_Fragmento del documento_:
Lo que mata es el horario.
Yo no sé quién arma los calendarios en la FIFA, pero no se puede jugar a la pelota a la 1 de la tarde. Para tarde es temprano y para temprano es tarde, no me digas. No es que quiera hablar de mí, pero la situación me obliga: no hay manera de que me pase un bocado desde que me levanté esta mañana, por la inminencia del partido contra Bélgica. Si se jugara a la noche seguro que hasta hubiera dormido bien, y desayunado como suelo hacerlo acá en “Saudade”, la pensión que me sirve de centro de operaciones mundialísticas en Brasil. Pero no hubo caso, a la primera galletita de agua me atraganté, de los nervios. Ni hablar de aderezarle una feta del chorizo seco que me traje de Ameghino. Y tengo miedo de que la ansiedad me juegue una mala pasada justo cuando arranque la cosa y me quiera comer todo de golpe. Pero bueno, de última miro la repetición a la noche.

_Datos proporcionados_:

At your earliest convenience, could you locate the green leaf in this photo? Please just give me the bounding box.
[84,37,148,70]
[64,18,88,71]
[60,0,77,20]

_Consignas de trabajo_:
(a) Enumera todos los nombres propios que aparecen en el texto sobre el horario del partido.
(b) Reescribe todo lo que va de "Lo que mata" hasta "a la noche." en el texto sobre el horario del partido, cambiando "Bélgica" por "Holanda".
Los datos no tienen ningún papel en esto.

_Respuestas por consigna_:
(a) FIFA, Bélgica, Saudade, Brasil, Ameghino

(b)
Lo que mata es el horario.
Yo no sé quién arma los calendarios en la FIFA, pero no se puede jugar a la pelota a la 1 de la tarde. Para tarde es temprano y para temprano es tarde, no me digas. No es que quiera hablar de mí, pero la situación me obliga: no hay manera de que me pase un bocado desde que me levanté esta mañana, por la inminencia del partido contra Holanda. Si se jugara a la noche seguro que hasta hubiera dormido bien, y desayunado como suelo hacerlo acá en “Saudade”, la pensión que me sirve de centro de operaciones mundialísticas en Brasil. Pero no hubo caso, a la primera galletita de agua me atraganté, de los nervios. Ni hablar de aderezarle una feta del chorizo seco que me traje de Ameghino. Y tengo miedo de que la ansiedad me juegue una mala pasada justo cuando arranque la cosa y me quiera comer todo de golpe. Pero bueno, de última miro la repetición a la noche.